Для меня это первый принцип жизни, основополагающий принцип, тот урок, который вы не усвоите, внимая наставлениям мудрецов: Вставай! Умение жить заключается в том, чтобы подняться, когда тебя сбили с ног. Этот урок нагляден, и я хорошо усвоил его на практике. Я получал этот урок каждый день, пока рос в приземистом двухэтажном доме в пригороде Уилмингтона, в штате Делавэр. Мой отец, Джозеф Робинетт Байден-старший, был немногословен. Я всему учился у него, когда наблюдал за ним. В молодости он пережил тяжелые удары судьбы и знал, что уже не сможет вернуть то, что потерял. Но он никогда не опускал руки. Утром он всегда вставал первым и, чисто выбритый, элегантно одетый, варил кофе и отправлялся в автосалон, на работу, которая ему никогда не нравилась. Мой брат Джим говорил мне, что почти каждое утро слышал, как папа поет на кухне. Отец обладал особой силой духа. Он никогда не сдавался и никогда не жаловался. «Этот мир вовсе не обязан тебе по гроб жизни, Джо», – говорил он, но в голосе его не было злобы. Ему некогда было себя жалеть. Для него было не так важно, сколько раз какого-то человека жизнь отправляла в нокдаун: важно было, как быстро тот снова поднимался на ноги.

> _Сохраненные материалы_:

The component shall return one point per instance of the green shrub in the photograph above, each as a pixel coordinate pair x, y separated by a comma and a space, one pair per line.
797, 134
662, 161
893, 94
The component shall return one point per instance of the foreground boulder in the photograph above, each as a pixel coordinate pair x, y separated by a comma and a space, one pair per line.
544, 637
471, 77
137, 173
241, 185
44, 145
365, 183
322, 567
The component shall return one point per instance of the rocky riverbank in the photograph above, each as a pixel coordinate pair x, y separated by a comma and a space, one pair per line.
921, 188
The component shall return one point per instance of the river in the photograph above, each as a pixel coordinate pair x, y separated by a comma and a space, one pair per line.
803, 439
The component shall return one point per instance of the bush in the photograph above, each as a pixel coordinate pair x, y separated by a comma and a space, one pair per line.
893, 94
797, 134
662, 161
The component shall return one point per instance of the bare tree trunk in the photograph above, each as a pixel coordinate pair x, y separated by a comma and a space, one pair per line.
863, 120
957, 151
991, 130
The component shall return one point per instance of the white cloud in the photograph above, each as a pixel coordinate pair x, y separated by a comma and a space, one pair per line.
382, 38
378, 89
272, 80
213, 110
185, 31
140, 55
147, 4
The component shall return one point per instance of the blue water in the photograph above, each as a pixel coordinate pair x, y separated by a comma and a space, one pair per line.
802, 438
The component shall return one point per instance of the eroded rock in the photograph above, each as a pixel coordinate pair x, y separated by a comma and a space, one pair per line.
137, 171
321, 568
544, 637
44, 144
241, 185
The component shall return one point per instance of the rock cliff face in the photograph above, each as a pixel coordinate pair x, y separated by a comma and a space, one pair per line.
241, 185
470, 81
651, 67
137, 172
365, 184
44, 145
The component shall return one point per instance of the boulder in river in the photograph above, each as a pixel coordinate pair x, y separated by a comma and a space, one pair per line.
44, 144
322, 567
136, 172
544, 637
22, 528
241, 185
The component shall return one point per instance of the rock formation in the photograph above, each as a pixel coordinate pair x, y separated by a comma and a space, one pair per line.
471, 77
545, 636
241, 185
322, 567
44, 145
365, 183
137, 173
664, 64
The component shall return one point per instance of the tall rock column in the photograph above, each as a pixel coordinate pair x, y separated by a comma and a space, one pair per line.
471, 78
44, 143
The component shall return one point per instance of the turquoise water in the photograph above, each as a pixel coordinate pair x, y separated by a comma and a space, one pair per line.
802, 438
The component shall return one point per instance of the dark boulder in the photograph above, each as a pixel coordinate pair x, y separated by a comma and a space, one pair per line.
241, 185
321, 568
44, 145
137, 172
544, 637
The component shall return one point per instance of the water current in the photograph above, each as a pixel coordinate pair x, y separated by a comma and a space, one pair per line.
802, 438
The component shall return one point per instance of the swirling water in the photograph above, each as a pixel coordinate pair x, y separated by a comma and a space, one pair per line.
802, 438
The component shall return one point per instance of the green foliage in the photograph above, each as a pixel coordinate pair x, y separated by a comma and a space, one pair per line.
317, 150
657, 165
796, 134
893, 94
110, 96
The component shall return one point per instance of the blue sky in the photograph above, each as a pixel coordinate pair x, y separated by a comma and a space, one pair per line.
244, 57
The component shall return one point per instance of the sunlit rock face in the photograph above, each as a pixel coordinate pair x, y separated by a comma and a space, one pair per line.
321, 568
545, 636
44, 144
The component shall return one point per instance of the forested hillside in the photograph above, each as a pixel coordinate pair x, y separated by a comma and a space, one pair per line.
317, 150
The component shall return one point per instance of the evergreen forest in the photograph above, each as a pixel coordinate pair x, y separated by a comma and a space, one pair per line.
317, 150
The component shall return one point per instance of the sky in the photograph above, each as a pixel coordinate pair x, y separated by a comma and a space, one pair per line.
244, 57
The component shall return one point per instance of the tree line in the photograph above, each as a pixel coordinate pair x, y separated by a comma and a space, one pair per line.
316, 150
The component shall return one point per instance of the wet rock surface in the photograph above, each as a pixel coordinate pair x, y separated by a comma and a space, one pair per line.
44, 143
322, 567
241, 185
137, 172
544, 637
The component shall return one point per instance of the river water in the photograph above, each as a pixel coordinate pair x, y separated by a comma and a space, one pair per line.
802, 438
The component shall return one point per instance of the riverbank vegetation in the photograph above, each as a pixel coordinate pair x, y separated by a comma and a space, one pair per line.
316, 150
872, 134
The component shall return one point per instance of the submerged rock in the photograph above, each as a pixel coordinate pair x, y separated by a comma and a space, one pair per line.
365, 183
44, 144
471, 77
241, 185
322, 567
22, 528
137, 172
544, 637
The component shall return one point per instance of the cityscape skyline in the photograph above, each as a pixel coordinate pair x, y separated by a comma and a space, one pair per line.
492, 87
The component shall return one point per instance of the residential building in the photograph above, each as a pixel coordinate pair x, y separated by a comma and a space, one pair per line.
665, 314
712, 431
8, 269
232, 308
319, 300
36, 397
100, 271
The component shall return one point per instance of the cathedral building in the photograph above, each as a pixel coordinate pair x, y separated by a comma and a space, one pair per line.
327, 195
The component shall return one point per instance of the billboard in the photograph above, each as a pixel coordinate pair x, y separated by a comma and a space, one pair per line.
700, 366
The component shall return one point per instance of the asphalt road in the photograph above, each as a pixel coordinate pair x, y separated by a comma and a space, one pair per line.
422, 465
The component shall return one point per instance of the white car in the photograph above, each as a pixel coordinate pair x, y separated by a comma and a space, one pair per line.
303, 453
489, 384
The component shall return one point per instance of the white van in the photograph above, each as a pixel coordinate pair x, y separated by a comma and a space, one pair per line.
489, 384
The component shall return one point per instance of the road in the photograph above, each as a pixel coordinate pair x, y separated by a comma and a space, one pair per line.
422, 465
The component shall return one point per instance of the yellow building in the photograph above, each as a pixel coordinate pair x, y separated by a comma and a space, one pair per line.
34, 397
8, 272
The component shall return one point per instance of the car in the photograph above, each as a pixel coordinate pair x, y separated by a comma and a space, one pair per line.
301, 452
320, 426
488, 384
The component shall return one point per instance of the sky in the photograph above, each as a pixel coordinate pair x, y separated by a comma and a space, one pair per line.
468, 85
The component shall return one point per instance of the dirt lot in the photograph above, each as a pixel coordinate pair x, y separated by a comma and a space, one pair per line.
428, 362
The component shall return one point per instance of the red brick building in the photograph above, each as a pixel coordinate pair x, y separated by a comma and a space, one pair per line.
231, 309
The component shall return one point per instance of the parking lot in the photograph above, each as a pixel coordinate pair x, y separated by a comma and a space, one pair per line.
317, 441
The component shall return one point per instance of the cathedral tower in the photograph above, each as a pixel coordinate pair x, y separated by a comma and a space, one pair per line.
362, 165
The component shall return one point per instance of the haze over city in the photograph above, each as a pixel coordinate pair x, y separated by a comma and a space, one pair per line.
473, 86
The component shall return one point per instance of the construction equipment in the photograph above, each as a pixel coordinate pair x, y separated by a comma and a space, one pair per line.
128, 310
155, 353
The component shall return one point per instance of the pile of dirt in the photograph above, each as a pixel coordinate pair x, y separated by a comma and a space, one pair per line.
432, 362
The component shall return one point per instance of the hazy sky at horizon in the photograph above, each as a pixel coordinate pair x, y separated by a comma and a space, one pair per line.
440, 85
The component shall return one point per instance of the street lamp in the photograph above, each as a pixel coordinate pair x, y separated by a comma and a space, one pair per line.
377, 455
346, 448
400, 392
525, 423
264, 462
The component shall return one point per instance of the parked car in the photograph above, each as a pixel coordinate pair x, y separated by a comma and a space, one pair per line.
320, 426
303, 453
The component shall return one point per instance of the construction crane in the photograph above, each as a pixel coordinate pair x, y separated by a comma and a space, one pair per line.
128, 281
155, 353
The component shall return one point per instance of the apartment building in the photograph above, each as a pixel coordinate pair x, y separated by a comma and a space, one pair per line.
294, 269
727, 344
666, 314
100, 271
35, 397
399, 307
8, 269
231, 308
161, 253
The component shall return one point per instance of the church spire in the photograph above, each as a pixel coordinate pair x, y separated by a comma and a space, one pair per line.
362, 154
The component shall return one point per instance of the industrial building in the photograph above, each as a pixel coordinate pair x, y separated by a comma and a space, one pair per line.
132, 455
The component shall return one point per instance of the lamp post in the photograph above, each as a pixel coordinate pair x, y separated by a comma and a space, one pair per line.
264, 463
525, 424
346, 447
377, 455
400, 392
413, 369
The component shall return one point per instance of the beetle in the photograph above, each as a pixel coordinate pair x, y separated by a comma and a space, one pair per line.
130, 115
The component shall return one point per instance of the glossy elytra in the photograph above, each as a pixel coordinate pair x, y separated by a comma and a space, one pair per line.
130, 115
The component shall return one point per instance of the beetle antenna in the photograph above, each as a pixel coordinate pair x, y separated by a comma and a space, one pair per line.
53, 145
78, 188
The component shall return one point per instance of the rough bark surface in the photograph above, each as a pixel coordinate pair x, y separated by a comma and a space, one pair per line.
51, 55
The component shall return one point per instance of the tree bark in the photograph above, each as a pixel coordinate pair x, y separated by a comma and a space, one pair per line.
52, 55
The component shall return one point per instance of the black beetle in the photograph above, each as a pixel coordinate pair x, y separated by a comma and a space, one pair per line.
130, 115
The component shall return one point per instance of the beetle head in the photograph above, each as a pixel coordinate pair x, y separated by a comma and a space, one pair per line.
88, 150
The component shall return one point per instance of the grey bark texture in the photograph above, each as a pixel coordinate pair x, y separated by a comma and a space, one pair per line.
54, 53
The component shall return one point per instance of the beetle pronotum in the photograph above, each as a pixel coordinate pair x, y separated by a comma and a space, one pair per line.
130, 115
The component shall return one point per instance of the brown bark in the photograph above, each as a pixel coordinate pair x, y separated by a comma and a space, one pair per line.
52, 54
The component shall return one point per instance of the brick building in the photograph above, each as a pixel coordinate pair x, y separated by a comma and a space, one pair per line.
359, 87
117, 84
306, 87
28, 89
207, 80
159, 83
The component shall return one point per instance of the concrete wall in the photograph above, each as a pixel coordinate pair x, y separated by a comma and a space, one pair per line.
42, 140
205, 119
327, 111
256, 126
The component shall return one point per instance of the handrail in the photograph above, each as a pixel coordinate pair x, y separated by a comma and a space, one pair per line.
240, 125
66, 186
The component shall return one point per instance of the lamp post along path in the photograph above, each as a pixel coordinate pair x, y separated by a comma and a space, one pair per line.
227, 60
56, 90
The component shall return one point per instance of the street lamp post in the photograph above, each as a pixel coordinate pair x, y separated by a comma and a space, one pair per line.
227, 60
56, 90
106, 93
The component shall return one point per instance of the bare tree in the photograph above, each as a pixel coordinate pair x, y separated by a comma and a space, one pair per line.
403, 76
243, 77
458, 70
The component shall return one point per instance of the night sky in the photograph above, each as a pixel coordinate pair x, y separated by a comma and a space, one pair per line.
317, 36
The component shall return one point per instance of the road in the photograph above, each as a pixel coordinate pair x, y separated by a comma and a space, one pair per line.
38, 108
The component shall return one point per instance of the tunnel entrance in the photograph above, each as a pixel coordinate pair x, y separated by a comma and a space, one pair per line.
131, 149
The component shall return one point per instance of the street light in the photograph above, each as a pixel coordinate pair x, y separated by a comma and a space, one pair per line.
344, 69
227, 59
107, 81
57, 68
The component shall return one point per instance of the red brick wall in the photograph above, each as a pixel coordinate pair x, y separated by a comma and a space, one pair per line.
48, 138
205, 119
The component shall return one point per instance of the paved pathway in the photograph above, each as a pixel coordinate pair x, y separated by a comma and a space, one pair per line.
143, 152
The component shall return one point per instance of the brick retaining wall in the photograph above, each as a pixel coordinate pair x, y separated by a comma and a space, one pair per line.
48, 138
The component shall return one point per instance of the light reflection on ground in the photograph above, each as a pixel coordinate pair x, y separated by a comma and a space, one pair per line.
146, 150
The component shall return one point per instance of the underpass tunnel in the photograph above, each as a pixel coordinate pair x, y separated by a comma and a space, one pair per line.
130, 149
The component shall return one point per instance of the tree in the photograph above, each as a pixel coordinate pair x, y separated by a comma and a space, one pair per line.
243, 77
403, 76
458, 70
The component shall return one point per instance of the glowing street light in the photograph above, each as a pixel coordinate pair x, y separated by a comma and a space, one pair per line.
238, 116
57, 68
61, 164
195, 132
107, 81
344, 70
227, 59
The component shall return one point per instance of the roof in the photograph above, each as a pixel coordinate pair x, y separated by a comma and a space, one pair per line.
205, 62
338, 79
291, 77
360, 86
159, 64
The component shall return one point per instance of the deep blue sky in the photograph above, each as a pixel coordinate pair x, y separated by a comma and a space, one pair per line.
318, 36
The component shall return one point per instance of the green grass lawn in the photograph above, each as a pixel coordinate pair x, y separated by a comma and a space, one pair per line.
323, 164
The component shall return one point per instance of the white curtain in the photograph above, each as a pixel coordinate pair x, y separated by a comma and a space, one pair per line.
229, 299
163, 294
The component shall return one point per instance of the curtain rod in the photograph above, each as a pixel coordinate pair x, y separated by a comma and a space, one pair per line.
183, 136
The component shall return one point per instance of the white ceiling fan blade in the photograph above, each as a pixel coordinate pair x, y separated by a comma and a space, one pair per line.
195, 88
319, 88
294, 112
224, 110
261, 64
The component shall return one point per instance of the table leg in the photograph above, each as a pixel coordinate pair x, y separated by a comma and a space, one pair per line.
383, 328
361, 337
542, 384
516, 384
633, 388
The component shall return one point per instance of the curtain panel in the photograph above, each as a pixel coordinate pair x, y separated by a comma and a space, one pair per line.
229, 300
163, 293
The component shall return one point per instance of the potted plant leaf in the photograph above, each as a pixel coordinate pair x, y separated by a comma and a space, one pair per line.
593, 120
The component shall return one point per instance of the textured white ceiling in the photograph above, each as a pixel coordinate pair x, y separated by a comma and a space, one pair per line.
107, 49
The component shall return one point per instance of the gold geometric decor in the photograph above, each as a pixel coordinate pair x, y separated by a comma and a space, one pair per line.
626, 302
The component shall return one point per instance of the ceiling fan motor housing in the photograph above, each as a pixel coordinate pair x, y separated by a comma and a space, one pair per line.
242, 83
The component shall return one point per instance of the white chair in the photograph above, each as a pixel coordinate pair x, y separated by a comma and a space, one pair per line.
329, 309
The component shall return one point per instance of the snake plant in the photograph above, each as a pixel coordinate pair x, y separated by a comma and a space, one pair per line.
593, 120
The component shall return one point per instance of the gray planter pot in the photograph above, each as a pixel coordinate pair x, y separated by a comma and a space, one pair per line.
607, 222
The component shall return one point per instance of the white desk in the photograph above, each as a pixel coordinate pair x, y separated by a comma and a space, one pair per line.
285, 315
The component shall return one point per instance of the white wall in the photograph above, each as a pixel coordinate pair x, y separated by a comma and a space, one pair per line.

> _Поставленная задача_: Продолжите текст о жизненном принципе «Вставай!», начав сразу после его последнего предложения.

> _Результат выполнения_:
Вставай! Он много раз повторял это, и эти слова эхом отзывались и в моей жизни. Мир с размаху швыряет тебя на землю? Мой отец говорил: «Вставай!» Лежишь в постели и жалеешь себя? Вставай! На футбольном поле получил по заднице? Вставай! Получил плохую оценку? Вставай! Девушке, которая тебе нравится, родители запретили встречаться с тобой, потому что ты католик? Вставай!
Этот призыв звучал и в очень серьезных случаях – когда поддержать меня мог только один голос – мой собственный. Что, сенатор, после операции вы, возможно, не сможете говорить? Вставай! Газеты называют тебя плагиатором, Байден? Вставай! Ваша жена и дочь… Простите, Джо, мы сделали все, чтобы их спасти, но не смогли. Вставай! Провалил экзамен на юридическом? Вставай! В школе над тобой смеются, потому что ты заикаешься, Ба-ба-ба-ба-Байден? Вставай!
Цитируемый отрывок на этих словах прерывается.